** Start of INPUT ROWS **

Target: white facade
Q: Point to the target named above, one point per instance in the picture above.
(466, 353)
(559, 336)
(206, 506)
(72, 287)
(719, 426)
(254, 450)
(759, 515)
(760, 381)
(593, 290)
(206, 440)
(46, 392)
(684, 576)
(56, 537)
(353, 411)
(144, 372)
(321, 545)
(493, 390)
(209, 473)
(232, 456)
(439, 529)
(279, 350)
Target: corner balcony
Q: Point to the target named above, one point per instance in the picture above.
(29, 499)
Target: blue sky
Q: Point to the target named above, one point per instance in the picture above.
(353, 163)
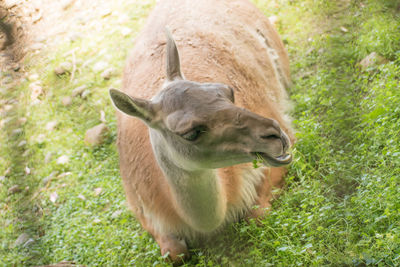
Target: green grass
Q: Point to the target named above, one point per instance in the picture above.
(341, 206)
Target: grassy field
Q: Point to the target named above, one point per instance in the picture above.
(341, 206)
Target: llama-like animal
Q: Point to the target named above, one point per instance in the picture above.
(187, 142)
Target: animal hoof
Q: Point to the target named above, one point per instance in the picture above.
(176, 249)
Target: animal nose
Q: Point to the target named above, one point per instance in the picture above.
(270, 137)
(282, 137)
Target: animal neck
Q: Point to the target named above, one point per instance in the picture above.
(197, 194)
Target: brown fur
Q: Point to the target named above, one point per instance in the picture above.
(218, 41)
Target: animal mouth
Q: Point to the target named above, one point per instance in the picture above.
(281, 160)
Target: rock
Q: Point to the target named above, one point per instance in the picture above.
(36, 90)
(28, 242)
(100, 66)
(14, 189)
(36, 46)
(66, 101)
(102, 116)
(8, 4)
(75, 37)
(53, 197)
(108, 73)
(64, 174)
(22, 121)
(85, 94)
(48, 157)
(105, 12)
(22, 143)
(78, 91)
(7, 80)
(116, 214)
(125, 31)
(63, 68)
(64, 159)
(48, 178)
(40, 138)
(16, 131)
(97, 191)
(33, 77)
(67, 4)
(51, 125)
(372, 59)
(22, 239)
(95, 136)
(274, 20)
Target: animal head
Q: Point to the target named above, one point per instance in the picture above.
(198, 125)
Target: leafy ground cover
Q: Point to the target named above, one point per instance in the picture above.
(341, 205)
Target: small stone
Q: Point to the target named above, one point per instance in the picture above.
(48, 157)
(116, 214)
(85, 94)
(125, 31)
(75, 37)
(36, 91)
(48, 178)
(22, 143)
(8, 107)
(33, 77)
(274, 20)
(66, 101)
(67, 4)
(102, 116)
(14, 189)
(64, 159)
(97, 191)
(53, 197)
(78, 91)
(100, 66)
(63, 68)
(64, 174)
(40, 138)
(95, 136)
(372, 59)
(51, 125)
(22, 239)
(28, 242)
(7, 80)
(105, 12)
(107, 74)
(22, 121)
(36, 46)
(16, 131)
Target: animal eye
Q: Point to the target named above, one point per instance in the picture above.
(194, 134)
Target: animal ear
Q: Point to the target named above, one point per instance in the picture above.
(173, 63)
(136, 107)
(230, 93)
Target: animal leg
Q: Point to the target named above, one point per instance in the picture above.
(274, 178)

** End of INPUT ROWS **

• _GIVEN INSTRUCTION_
Render every line of the records above as a JSON list of strings, one string per line, skipping blank lines. Leave the pictures out of the answer.

• _WORKED ANSWER_
[
  "Target: white facade",
  "Q: Point to the target named above, one point per instance in the picture above.",
  "(466, 353)",
  "(559, 336)",
  "(206, 506)",
  "(72, 287)",
  "(719, 426)",
  "(254, 450)",
  "(759, 515)",
  "(760, 381)",
  "(593, 290)",
  "(206, 440)",
  "(46, 392)",
  "(684, 576)",
  "(56, 537)",
  "(353, 411)",
  "(144, 372)",
  "(321, 545)",
  "(493, 390)",
  "(209, 473)",
  "(232, 456)",
  "(439, 529)",
  "(279, 350)",
  "Target: corner balcony",
  "Q: Point to the target named above, one point per instance in the picture above.",
  "(29, 499)",
  "Target: blue sky",
  "Q: Point to the target named above, one point per instance in the picture above.",
  "(353, 163)",
  "Target: green grass",
  "Q: Point to the target named above, one point per instance in the picture above.",
  "(341, 206)",
  "Target: grassy field",
  "Q: Point to the target named above, one point per instance in the picture above.",
  "(341, 206)",
  "Target: llama-like animal",
  "Q: Point to the target named above, one point per instance in the picture above.",
  "(187, 142)",
  "Target: animal hoof",
  "Q: Point to the target named above, one point per instance in the picture above.",
  "(176, 249)",
  "Target: animal nose",
  "Q: Point to the target named above, one point per instance in the picture above.",
  "(270, 137)",
  "(282, 137)",
  "Target: animal neck",
  "Q: Point to the target named above, one point per instance in the picture above.",
  "(197, 194)",
  "Target: brown fur",
  "Q: Point to the target named above, one point per instance in the picture above.",
  "(218, 41)",
  "Target: animal mouth",
  "Q: Point to the target named above, one point per instance in the picture above.",
  "(281, 160)",
  "Target: rock",
  "Q: Point to the target named above, one point per instance in the picture above.",
  "(36, 90)",
  "(28, 242)",
  "(100, 66)",
  "(14, 189)",
  "(36, 46)",
  "(66, 101)",
  "(102, 116)",
  "(8, 4)",
  "(75, 37)",
  "(53, 197)",
  "(108, 73)",
  "(64, 174)",
  "(22, 121)",
  "(85, 94)",
  "(48, 157)",
  "(105, 12)",
  "(22, 143)",
  "(78, 91)",
  "(7, 80)",
  "(116, 214)",
  "(125, 31)",
  "(63, 68)",
  "(64, 159)",
  "(48, 178)",
  "(40, 138)",
  "(16, 131)",
  "(97, 191)",
  "(33, 77)",
  "(67, 4)",
  "(51, 125)",
  "(372, 59)",
  "(22, 239)",
  "(95, 136)",
  "(274, 20)",
  "Target: animal head",
  "Q: Point to the target named above, one point per instance in the picture above.",
  "(198, 125)",
  "Target: leafy ground cover",
  "Q: Point to the target named above, one point per instance in the picture above.",
  "(341, 205)",
  "Target: small stone",
  "Q: Point to the target named above, one point per instance in the picture above.",
  "(48, 157)",
  "(116, 214)",
  "(85, 94)",
  "(125, 31)",
  "(75, 37)",
  "(36, 91)",
  "(48, 178)",
  "(22, 143)",
  "(8, 107)",
  "(33, 77)",
  "(274, 20)",
  "(66, 101)",
  "(67, 4)",
  "(102, 116)",
  "(14, 189)",
  "(64, 159)",
  "(97, 191)",
  "(53, 197)",
  "(78, 91)",
  "(100, 66)",
  "(63, 68)",
  "(64, 174)",
  "(40, 138)",
  "(95, 136)",
  "(372, 59)",
  "(51, 125)",
  "(22, 239)",
  "(28, 242)",
  "(7, 80)",
  "(105, 12)",
  "(107, 74)",
  "(22, 121)",
  "(36, 46)",
  "(16, 131)",
  "Target: animal eye",
  "Q: Point to the target named above, one point per instance in the picture above.",
  "(194, 134)",
  "Target: animal ear",
  "Q: Point to the target named above, one point per instance in the picture above.",
  "(173, 63)",
  "(136, 107)",
  "(230, 93)",
  "Target: animal leg",
  "Q: Point to the target named above, one point per instance in the picture above.",
  "(274, 178)"
]